Extrait présenté:

::::

S’il n’est alors présent qu’en qualité de témoin, c’est parce qu’il a été arrêté trop tard pour être jugé aux côtés des autres accusés. Lorsqu’il est interpellé en 2018 à Djibouti, l’enquête sur les attentats de janvier 2015 est déjà close. Une procédure indépendante est cependant ouverte dans la foulée. Elle le conduit devant la justice ce lundi, où il encourt la perpétuité.

Le procès qui s’ouvre porte sur la période où le natif de Paris se trouvait au Yémen, au sein d’Al-Qaïda dans la péninsule arabique (Aqpa). Considéré comme un mentor pour les frères Kouachi, il a, selon les juges d’instruction, « facilité l’intégration » du cadet, Chérif, au sein de l’organisation terroriste. C’est au nom de celle-ci que les deux assaillants ont dit agir au moment des attaques.

Peter Cherif aurait notamment participé à l’organisation d’un voyage au Yémen de Chérif Kouachi et un autre Français, Salim Benghalem, relate Libération. Chérif Kouachi y aurait alors reçu pour mission de perpétrer un attentat contre Charlie Hebdo. Selon le témoignage d’un ancien membre d’Aqpa, Peter Cherif a joué l’intermédiaire entre les deux hommes et le chef de l’organisation, Anwar al-Awlaki – tué dans une frappe américaine en septembre 2011 –, qui leur aurait remis 20 000 dollars pour acheter des armes et du matériel et financer leur retour en France en vue de commettre un attentat. Ils auraient aussi bénéficié d’une formation « idéologique et militaire », poursuit le quotidien.

Des notes déclassifiées de la Direction du renseignement de la préfecture de police de Paris, publiées par Mediapart en 2017, font état des liens entretenus par Peter Cherif et Chérif Kouachi dans les années qui ont suivi ce voyage. Par téléphone ou par mail, comme cet échange de courriels localisé depuis un cybercafé de Gennevilliers (Hauts-de-Seine), non loin du domicile de Kouachi. Pour les juges d’instruction, Peter Cherif avait « connaissance » de la « mission » confiée à Chérif Kouachi.

« Un intime du premier cercle des Kouachi »

La relation entre les deux hommes a commencé bien avant 2011 et le voyage au Yémen. Ils sont en fait amis d’enfance, tous deux ayant passé leur adolescence dans le 19e arrondissement de Paris, détaille Le Monde. C’est là qu’ils se radicalisent au contact du djihadiste (qui se qualifie désormais de « repenti ») Farid Benyettou. Ils sont tous deux condamnés (l’un en 2008 et l’autre en 2011) pour leur participation à la filière des Buttes-Chaumont, qui organisait l’envoi de djihadistes vers Al-Qaïda en Irak.

::::

Contenu des données:
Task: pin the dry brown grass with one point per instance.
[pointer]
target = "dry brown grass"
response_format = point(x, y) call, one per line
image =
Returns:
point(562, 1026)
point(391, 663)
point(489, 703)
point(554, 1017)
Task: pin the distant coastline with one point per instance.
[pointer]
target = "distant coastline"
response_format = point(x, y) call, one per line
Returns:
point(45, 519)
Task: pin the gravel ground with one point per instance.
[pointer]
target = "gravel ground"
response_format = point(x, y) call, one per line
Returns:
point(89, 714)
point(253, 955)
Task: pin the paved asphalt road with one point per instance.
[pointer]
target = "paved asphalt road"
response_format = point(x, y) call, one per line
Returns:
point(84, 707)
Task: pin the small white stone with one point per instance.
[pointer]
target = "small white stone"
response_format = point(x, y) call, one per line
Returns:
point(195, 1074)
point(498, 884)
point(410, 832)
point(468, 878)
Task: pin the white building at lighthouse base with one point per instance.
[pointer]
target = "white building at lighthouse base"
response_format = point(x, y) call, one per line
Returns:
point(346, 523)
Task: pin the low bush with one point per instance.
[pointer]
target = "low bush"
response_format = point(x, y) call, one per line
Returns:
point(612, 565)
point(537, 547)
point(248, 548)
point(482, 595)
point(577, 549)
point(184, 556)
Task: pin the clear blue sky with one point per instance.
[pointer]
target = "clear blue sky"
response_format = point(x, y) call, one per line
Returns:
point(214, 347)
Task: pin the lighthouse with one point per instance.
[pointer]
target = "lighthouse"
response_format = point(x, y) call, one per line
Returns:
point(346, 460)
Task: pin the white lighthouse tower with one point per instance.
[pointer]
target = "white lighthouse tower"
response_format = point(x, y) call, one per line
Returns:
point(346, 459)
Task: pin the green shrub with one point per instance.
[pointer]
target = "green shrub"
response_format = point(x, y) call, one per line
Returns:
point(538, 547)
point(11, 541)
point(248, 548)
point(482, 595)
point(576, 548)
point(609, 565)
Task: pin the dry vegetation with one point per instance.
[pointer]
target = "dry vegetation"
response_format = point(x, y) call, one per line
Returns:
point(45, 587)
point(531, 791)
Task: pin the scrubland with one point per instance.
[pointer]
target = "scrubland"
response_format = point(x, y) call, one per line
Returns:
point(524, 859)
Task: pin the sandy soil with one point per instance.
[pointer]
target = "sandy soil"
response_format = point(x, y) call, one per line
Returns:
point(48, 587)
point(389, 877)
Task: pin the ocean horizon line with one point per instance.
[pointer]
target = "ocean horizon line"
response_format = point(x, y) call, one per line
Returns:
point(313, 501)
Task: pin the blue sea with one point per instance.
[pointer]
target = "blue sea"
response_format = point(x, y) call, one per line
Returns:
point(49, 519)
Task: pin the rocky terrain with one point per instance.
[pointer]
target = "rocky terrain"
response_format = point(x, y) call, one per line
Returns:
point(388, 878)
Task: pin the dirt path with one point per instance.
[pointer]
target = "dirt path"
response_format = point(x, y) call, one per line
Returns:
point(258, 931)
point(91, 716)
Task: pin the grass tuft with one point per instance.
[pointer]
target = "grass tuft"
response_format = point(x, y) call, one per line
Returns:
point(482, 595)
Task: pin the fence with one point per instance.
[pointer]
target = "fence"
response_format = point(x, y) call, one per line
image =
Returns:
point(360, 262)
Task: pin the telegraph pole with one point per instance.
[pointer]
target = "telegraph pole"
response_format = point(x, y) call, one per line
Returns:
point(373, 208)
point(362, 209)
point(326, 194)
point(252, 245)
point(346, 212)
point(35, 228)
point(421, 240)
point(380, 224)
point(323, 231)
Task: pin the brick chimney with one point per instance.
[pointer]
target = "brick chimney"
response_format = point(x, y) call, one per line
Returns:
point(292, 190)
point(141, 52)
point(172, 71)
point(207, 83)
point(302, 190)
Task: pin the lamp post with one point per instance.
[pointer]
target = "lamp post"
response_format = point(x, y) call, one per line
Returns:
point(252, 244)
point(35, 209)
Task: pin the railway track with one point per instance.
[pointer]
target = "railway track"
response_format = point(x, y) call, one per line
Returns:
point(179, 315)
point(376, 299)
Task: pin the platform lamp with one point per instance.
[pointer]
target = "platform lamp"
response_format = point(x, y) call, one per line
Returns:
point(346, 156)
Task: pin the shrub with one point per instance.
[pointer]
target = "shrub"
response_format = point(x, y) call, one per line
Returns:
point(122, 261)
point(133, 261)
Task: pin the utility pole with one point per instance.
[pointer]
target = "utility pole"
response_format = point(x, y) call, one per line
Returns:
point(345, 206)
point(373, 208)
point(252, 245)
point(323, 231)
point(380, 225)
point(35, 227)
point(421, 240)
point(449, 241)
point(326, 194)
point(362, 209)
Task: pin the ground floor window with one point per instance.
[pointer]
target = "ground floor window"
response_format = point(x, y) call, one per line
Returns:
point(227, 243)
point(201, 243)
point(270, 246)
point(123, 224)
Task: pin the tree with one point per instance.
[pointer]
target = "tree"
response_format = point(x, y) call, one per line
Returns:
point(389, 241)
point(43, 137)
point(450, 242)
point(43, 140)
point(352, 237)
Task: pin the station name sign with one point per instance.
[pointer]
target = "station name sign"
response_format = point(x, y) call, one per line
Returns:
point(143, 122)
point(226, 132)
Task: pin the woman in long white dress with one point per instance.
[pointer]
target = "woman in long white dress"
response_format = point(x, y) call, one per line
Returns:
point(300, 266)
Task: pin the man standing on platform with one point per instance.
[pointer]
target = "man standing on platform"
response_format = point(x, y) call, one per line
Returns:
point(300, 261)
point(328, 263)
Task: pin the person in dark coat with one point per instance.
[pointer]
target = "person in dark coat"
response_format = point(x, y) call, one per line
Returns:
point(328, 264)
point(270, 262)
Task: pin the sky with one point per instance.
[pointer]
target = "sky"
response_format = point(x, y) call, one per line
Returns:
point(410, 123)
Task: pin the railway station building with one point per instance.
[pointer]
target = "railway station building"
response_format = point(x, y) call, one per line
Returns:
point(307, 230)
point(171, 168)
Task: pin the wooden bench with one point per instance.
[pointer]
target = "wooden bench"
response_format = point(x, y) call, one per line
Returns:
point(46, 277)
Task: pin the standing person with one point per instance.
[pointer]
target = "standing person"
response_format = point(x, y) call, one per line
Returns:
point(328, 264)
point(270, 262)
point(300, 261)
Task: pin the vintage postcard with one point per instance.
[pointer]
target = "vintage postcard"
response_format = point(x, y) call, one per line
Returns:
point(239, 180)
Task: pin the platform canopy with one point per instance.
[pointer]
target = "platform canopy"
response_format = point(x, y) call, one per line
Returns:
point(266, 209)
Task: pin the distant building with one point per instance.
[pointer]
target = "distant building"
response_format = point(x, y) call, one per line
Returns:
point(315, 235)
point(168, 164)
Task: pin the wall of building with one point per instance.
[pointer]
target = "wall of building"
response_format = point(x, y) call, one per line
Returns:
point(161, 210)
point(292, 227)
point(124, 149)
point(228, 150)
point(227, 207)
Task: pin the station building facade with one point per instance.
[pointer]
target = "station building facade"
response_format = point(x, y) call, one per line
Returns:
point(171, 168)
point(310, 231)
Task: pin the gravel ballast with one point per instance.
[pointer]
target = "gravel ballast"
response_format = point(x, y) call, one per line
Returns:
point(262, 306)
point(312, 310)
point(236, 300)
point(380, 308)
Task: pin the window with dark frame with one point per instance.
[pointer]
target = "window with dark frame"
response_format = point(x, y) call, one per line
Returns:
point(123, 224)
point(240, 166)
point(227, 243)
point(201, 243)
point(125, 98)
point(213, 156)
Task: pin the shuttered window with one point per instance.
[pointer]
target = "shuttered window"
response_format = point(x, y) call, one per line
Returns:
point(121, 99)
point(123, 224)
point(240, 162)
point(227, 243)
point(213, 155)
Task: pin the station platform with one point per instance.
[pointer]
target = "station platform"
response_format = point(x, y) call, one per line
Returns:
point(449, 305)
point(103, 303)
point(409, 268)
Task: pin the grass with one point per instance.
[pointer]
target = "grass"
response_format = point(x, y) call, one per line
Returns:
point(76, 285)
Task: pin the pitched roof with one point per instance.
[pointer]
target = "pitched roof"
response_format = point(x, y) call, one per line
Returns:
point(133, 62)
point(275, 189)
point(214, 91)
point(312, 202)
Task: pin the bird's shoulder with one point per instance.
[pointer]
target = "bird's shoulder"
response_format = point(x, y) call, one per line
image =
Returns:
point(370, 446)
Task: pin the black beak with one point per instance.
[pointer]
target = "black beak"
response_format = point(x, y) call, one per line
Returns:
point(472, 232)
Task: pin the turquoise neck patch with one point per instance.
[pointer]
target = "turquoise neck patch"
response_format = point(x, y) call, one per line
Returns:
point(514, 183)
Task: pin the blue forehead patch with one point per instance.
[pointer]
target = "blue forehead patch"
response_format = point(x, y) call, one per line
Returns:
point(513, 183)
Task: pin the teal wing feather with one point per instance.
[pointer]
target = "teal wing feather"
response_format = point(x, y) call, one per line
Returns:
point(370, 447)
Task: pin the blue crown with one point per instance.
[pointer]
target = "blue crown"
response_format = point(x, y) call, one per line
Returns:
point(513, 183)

::::

Consigne:
Recopiez fidèlement l'extrait sur le procès de Peter Cherif, à partir de « La relation entre » jusqu'à « Al-Qaïda en Irak. » inclus.

Résultat:
La relation entre les deux hommes a commencé bien avant 2011 et le voyage au Yémen. Ils sont en fait amis d’enfance, tous deux ayant passé leur adolescence dans le 19e arrondissement de Paris, détaille Le Monde. C’est là qu’ils se radicalisent au contact du djihadiste (qui se qualifie désormais de « repenti ») Farid Benyettou. Ils sont tous deux condamnés (l’un en 2008 et l’autre en 2011) pour leur participation à la filière des Buttes-Chaumont, qui organisait l’envoi de djihadistes vers Al-Qaïda en Irak.